EXERCISE BRIEF. Reproduce the records without any change, starting at the line that contains "FIND: overcast sky" and ending at the end of the records, with both ends included.

DATASET ENTRIES.
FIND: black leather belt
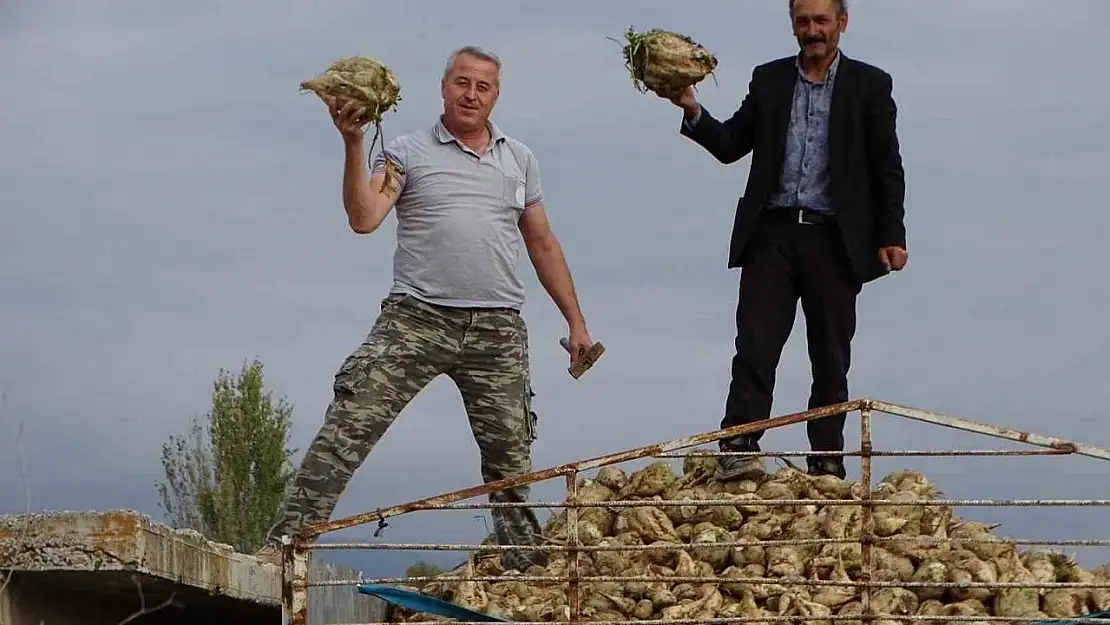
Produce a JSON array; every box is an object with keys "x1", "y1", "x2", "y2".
[{"x1": 766, "y1": 206, "x2": 836, "y2": 225}]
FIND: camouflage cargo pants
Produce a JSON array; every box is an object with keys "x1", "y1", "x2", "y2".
[{"x1": 270, "y1": 295, "x2": 544, "y2": 571}]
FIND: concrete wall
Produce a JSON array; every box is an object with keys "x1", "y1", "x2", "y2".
[{"x1": 0, "y1": 511, "x2": 384, "y2": 625}]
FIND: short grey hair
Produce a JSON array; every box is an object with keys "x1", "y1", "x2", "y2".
[
  {"x1": 443, "y1": 46, "x2": 501, "y2": 82},
  {"x1": 789, "y1": 0, "x2": 848, "y2": 16}
]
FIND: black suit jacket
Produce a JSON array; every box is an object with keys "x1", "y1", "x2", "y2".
[{"x1": 679, "y1": 51, "x2": 906, "y2": 282}]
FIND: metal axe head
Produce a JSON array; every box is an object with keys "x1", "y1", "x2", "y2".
[{"x1": 558, "y1": 339, "x2": 605, "y2": 380}]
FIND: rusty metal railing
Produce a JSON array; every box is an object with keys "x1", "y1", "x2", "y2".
[{"x1": 282, "y1": 399, "x2": 1110, "y2": 625}]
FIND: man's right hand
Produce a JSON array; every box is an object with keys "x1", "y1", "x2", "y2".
[
  {"x1": 326, "y1": 98, "x2": 367, "y2": 141},
  {"x1": 655, "y1": 85, "x2": 702, "y2": 119}
]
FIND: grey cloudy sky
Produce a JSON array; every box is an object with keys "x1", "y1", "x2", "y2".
[{"x1": 0, "y1": 0, "x2": 1110, "y2": 577}]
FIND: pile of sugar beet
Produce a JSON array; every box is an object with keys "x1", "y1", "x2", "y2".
[{"x1": 401, "y1": 455, "x2": 1110, "y2": 625}]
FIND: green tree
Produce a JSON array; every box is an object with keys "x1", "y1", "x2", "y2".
[{"x1": 158, "y1": 359, "x2": 294, "y2": 553}]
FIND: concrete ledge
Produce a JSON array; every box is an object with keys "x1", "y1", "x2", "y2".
[{"x1": 0, "y1": 510, "x2": 281, "y2": 607}]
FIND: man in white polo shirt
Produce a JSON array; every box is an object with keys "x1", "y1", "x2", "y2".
[{"x1": 260, "y1": 47, "x2": 591, "y2": 571}]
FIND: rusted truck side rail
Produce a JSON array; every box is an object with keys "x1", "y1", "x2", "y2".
[{"x1": 283, "y1": 399, "x2": 1110, "y2": 625}]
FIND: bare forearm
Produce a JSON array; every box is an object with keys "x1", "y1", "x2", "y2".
[
  {"x1": 343, "y1": 139, "x2": 393, "y2": 234},
  {"x1": 528, "y1": 236, "x2": 586, "y2": 329}
]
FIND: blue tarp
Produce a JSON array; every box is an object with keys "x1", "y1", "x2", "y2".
[
  {"x1": 359, "y1": 584, "x2": 1110, "y2": 625},
  {"x1": 359, "y1": 584, "x2": 508, "y2": 623}
]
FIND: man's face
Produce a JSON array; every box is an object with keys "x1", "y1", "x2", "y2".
[
  {"x1": 441, "y1": 54, "x2": 498, "y2": 129},
  {"x1": 790, "y1": 0, "x2": 848, "y2": 60}
]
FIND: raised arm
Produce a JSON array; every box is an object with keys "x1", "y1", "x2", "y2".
[
  {"x1": 329, "y1": 95, "x2": 405, "y2": 234},
  {"x1": 660, "y1": 71, "x2": 757, "y2": 164}
]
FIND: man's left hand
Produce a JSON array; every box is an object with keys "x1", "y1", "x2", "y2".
[
  {"x1": 879, "y1": 245, "x2": 909, "y2": 271},
  {"x1": 567, "y1": 326, "x2": 594, "y2": 366}
]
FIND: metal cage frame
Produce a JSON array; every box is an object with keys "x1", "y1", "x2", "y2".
[{"x1": 282, "y1": 399, "x2": 1110, "y2": 625}]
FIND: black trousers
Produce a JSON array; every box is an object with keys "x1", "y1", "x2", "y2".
[{"x1": 720, "y1": 209, "x2": 862, "y2": 451}]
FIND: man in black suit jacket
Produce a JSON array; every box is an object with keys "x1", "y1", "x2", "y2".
[{"x1": 658, "y1": 0, "x2": 907, "y2": 480}]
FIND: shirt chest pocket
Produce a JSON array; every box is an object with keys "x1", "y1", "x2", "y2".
[{"x1": 501, "y1": 173, "x2": 526, "y2": 211}]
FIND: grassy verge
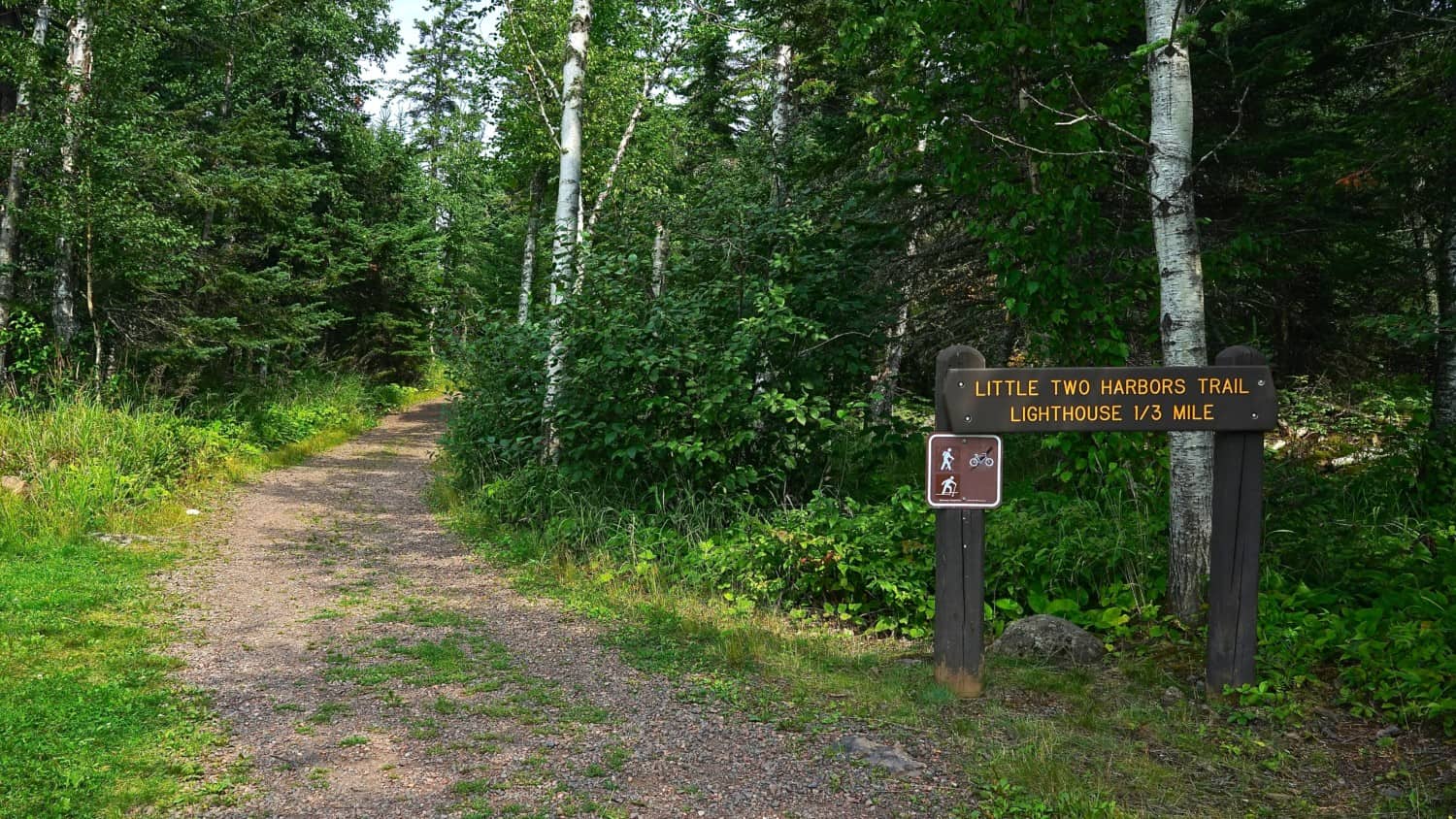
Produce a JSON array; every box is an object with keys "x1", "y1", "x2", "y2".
[
  {"x1": 0, "y1": 378, "x2": 431, "y2": 818},
  {"x1": 440, "y1": 486, "x2": 1453, "y2": 818}
]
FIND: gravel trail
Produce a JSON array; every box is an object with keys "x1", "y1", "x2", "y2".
[{"x1": 171, "y1": 402, "x2": 955, "y2": 819}]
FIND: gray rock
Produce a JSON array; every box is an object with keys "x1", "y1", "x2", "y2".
[
  {"x1": 833, "y1": 737, "x2": 925, "y2": 774},
  {"x1": 990, "y1": 614, "x2": 1107, "y2": 667},
  {"x1": 92, "y1": 533, "x2": 156, "y2": 547}
]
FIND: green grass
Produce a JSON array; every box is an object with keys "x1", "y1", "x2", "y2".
[{"x1": 0, "y1": 379, "x2": 431, "y2": 818}]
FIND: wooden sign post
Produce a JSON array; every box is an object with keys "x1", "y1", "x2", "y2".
[
  {"x1": 935, "y1": 346, "x2": 986, "y2": 697},
  {"x1": 926, "y1": 346, "x2": 1278, "y2": 697}
]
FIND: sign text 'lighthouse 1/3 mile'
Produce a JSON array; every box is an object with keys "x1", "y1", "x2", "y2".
[{"x1": 945, "y1": 367, "x2": 1278, "y2": 432}]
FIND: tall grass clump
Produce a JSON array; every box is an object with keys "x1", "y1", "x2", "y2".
[{"x1": 0, "y1": 376, "x2": 425, "y2": 818}]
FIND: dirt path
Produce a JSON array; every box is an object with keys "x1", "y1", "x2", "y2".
[{"x1": 174, "y1": 403, "x2": 954, "y2": 818}]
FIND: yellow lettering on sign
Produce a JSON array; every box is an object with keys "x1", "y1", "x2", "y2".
[
  {"x1": 1174, "y1": 405, "x2": 1213, "y2": 420},
  {"x1": 975, "y1": 378, "x2": 1042, "y2": 399}
]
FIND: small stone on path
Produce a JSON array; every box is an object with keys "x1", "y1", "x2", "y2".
[{"x1": 835, "y1": 737, "x2": 925, "y2": 774}]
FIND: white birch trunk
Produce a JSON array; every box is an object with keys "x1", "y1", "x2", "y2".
[
  {"x1": 1147, "y1": 0, "x2": 1213, "y2": 620},
  {"x1": 542, "y1": 0, "x2": 591, "y2": 461},
  {"x1": 51, "y1": 7, "x2": 92, "y2": 352},
  {"x1": 652, "y1": 219, "x2": 669, "y2": 300},
  {"x1": 515, "y1": 169, "x2": 546, "y2": 326},
  {"x1": 1432, "y1": 213, "x2": 1456, "y2": 429},
  {"x1": 870, "y1": 138, "x2": 926, "y2": 422},
  {"x1": 0, "y1": 1, "x2": 51, "y2": 372},
  {"x1": 769, "y1": 45, "x2": 794, "y2": 207}
]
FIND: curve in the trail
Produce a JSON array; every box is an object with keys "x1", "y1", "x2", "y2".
[{"x1": 174, "y1": 402, "x2": 954, "y2": 819}]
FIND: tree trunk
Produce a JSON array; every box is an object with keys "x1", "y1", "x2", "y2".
[
  {"x1": 542, "y1": 0, "x2": 591, "y2": 463},
  {"x1": 1432, "y1": 213, "x2": 1456, "y2": 431},
  {"x1": 870, "y1": 138, "x2": 926, "y2": 422},
  {"x1": 769, "y1": 45, "x2": 794, "y2": 207},
  {"x1": 1147, "y1": 0, "x2": 1213, "y2": 620},
  {"x1": 652, "y1": 219, "x2": 670, "y2": 300},
  {"x1": 0, "y1": 1, "x2": 51, "y2": 381},
  {"x1": 51, "y1": 7, "x2": 92, "y2": 348},
  {"x1": 515, "y1": 167, "x2": 546, "y2": 326}
]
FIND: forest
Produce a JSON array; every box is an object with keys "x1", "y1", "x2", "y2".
[{"x1": 0, "y1": 0, "x2": 1456, "y2": 815}]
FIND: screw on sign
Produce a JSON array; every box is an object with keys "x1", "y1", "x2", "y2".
[{"x1": 926, "y1": 435, "x2": 1002, "y2": 509}]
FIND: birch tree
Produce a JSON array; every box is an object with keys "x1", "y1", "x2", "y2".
[
  {"x1": 1432, "y1": 213, "x2": 1456, "y2": 431},
  {"x1": 51, "y1": 6, "x2": 92, "y2": 349},
  {"x1": 542, "y1": 0, "x2": 591, "y2": 461},
  {"x1": 515, "y1": 167, "x2": 546, "y2": 326},
  {"x1": 1146, "y1": 0, "x2": 1213, "y2": 618},
  {"x1": 870, "y1": 137, "x2": 926, "y2": 422},
  {"x1": 0, "y1": 1, "x2": 51, "y2": 379},
  {"x1": 769, "y1": 44, "x2": 794, "y2": 207},
  {"x1": 652, "y1": 219, "x2": 672, "y2": 298}
]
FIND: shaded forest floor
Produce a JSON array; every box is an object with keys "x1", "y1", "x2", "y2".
[{"x1": 0, "y1": 392, "x2": 1456, "y2": 818}]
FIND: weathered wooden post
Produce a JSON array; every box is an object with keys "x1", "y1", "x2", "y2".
[
  {"x1": 926, "y1": 346, "x2": 1278, "y2": 697},
  {"x1": 1206, "y1": 346, "x2": 1273, "y2": 697},
  {"x1": 935, "y1": 344, "x2": 986, "y2": 697}
]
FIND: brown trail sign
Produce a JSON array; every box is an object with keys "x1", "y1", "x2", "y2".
[{"x1": 926, "y1": 346, "x2": 1278, "y2": 697}]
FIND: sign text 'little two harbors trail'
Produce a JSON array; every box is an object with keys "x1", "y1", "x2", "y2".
[{"x1": 943, "y1": 367, "x2": 1278, "y2": 432}]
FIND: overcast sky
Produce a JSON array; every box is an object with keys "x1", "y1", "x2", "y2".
[{"x1": 364, "y1": 0, "x2": 430, "y2": 116}]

IN RESPONSE.
FIND: overcast sky
Produce a JSON array; every box is an object with keys "x1", "y1", "x2", "y2".
[{"x1": 364, "y1": 0, "x2": 430, "y2": 116}]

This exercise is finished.